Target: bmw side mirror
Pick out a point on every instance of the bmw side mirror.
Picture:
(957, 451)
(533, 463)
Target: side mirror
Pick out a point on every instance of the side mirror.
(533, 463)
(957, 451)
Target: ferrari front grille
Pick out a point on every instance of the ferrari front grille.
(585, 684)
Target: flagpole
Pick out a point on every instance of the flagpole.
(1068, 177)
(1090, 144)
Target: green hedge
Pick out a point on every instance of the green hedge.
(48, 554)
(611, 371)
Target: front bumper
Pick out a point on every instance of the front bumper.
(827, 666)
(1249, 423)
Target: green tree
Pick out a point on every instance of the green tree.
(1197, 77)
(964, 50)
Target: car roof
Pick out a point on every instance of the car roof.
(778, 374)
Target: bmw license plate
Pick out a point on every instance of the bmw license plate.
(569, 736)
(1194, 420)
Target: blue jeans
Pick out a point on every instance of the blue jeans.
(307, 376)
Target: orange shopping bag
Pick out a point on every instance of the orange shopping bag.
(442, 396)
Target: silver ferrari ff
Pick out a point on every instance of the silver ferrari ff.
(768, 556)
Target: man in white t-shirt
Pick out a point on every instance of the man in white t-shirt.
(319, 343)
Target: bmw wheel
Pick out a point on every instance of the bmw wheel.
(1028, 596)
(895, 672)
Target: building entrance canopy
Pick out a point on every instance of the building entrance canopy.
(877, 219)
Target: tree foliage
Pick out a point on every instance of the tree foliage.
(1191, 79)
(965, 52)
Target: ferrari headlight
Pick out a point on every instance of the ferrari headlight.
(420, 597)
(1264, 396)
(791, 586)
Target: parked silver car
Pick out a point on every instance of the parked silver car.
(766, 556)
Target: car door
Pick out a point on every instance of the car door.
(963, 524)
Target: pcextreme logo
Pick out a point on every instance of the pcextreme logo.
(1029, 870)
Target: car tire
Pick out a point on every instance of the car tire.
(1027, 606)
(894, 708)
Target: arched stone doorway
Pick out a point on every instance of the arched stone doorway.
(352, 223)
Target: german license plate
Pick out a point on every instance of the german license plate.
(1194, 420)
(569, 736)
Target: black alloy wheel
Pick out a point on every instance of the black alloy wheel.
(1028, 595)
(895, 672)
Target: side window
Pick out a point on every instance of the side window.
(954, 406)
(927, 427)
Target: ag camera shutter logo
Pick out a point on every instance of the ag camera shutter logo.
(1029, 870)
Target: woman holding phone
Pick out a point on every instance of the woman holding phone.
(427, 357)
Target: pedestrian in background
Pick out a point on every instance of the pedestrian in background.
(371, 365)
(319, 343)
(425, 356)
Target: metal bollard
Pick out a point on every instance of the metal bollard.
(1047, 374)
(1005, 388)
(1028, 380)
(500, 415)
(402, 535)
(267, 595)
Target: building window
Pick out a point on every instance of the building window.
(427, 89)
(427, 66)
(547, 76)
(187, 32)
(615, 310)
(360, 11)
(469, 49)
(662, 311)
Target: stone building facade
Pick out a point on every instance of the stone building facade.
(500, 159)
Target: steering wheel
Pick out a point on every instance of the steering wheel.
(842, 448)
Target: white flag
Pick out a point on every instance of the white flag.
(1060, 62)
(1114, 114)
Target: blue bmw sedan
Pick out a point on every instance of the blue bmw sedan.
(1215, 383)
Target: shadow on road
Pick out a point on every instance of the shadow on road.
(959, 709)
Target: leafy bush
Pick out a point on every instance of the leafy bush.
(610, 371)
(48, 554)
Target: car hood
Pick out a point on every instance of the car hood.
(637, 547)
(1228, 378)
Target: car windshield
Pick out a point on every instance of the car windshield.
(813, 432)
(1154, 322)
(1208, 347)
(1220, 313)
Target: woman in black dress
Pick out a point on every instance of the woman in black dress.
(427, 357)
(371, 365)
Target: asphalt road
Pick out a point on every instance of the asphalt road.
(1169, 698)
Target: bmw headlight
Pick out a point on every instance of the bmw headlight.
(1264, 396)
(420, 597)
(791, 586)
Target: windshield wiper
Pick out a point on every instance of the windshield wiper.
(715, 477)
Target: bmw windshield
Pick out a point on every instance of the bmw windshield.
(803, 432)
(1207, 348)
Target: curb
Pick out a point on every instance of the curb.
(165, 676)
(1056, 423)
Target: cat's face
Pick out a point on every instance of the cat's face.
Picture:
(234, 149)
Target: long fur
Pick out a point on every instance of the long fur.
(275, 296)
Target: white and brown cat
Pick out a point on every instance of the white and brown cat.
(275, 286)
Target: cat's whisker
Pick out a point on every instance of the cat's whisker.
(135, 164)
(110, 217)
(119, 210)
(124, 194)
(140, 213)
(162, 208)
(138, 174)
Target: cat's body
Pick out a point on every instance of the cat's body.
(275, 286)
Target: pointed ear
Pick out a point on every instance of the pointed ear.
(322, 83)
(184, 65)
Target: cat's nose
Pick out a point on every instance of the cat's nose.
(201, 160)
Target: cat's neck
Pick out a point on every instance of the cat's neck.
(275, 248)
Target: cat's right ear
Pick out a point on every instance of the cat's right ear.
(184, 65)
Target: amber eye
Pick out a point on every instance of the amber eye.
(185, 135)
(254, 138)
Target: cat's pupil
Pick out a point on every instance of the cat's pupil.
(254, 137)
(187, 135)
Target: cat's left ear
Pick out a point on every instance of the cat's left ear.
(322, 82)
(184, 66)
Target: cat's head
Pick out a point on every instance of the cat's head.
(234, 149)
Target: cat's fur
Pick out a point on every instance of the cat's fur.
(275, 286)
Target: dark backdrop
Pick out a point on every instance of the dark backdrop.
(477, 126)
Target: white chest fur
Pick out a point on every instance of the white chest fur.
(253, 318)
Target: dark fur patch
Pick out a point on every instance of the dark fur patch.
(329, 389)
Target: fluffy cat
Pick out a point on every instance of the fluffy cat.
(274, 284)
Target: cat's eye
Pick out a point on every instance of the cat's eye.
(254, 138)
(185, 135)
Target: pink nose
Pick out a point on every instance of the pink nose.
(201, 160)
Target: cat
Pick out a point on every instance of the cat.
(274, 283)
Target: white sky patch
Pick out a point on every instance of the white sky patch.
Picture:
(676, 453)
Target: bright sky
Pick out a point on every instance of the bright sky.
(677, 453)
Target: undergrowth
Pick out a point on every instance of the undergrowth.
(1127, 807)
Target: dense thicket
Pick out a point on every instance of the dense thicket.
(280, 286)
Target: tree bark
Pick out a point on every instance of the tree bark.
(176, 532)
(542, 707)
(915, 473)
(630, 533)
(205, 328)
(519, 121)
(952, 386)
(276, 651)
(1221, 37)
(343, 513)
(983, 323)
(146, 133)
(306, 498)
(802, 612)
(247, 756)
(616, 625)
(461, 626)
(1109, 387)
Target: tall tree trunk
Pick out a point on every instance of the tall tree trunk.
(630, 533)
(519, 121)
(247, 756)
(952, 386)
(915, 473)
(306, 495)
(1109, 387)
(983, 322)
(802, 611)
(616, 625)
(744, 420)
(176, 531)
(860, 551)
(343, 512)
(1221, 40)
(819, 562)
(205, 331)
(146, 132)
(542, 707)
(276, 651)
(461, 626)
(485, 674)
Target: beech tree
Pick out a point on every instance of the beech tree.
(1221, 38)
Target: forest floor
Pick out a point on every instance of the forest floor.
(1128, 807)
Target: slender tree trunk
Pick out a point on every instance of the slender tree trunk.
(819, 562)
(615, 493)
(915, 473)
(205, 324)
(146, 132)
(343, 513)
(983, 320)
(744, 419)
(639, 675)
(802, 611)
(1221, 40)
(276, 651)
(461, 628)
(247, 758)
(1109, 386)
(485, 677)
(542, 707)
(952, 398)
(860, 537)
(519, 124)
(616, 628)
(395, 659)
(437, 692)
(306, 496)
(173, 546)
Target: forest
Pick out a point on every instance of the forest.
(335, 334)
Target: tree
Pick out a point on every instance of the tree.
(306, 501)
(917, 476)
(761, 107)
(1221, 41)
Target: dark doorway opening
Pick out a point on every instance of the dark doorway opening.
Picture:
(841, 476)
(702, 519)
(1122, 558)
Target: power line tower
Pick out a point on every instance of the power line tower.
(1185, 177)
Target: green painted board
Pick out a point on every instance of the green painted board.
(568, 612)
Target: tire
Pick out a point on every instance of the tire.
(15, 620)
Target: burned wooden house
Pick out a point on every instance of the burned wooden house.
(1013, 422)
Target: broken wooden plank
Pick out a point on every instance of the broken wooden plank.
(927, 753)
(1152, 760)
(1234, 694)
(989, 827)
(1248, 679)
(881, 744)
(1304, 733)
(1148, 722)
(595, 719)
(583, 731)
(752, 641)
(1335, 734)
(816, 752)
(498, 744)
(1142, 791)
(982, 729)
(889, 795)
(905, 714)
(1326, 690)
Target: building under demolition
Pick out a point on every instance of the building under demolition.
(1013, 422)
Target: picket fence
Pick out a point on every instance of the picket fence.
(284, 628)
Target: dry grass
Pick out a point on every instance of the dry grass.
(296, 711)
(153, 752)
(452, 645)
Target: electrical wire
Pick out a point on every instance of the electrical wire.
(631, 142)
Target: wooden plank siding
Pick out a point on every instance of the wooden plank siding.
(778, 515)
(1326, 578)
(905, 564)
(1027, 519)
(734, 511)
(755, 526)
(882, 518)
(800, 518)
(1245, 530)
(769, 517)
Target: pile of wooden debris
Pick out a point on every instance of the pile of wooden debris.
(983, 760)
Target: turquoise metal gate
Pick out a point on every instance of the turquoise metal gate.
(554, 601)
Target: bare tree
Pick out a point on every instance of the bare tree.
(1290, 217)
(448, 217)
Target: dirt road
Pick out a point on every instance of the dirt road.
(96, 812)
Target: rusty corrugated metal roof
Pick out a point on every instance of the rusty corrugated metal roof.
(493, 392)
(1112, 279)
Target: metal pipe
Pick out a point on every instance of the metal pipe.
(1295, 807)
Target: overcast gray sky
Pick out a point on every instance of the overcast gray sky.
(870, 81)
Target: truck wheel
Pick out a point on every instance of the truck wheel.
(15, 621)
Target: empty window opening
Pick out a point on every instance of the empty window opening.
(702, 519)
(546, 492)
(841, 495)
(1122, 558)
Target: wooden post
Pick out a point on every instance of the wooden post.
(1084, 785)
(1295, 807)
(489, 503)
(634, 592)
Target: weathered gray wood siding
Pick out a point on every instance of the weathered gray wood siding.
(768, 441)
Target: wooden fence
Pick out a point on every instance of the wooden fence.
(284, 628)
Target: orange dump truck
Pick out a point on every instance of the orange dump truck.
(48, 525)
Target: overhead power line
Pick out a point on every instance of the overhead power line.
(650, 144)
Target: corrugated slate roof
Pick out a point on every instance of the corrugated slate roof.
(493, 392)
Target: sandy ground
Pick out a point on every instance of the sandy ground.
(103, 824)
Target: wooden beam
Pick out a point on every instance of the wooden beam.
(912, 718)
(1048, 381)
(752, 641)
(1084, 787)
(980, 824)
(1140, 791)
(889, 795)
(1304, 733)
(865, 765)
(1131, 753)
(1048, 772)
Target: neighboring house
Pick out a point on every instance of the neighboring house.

:::

## THE PROBLEM
Taking the line with "Target: cat's pupil" as the first and the line with "Target: tree bark" as the last, retype that stretch of the data above exactly, with no other lines.

## PROBLEM SOLUTION
Target: cat's pupil
Pick out a point on every instance of the cat's pupil.
(254, 137)
(187, 135)
Target: cat's left ear
Pick out a point on every instance of the cat's left ear.
(322, 82)
(184, 66)
Target: cat's head
Pick out a point on every instance of the cat's head.
(234, 149)
Target: cat's fur
Pick out a point on every instance of the cat's fur.
(275, 286)
Target: dark backdrop
Pick out a point on every instance of the dark backdrop.
(477, 126)
Target: white chest fur
Pick out a point on every instance of the white chest fur.
(253, 318)
Target: dark fur patch
Pick out a point on every instance of the dark fur patch.
(329, 389)
Target: fluffy cat
Pick out a point on every instance of the fluffy cat.
(274, 284)
Target: cat's eye
Pick out a point on every instance of the cat's eye.
(254, 138)
(185, 135)
Target: pink nose
Pick out a point on every instance of the pink nose.
(201, 160)
Target: cat
Pick out a point on every instance of the cat.
(274, 283)
Target: white sky patch
Pick out a point on every instance of the white sky patch.
Picture:
(676, 453)
Target: bright sky
Pick out a point on every instance of the bright sky.
(677, 453)
Target: undergrowth
Pick out a point on every instance of the undergrowth.
(1127, 807)
Target: dense thicket
Pick out a point on every instance of the dense thicket.
(280, 286)
Target: tree bark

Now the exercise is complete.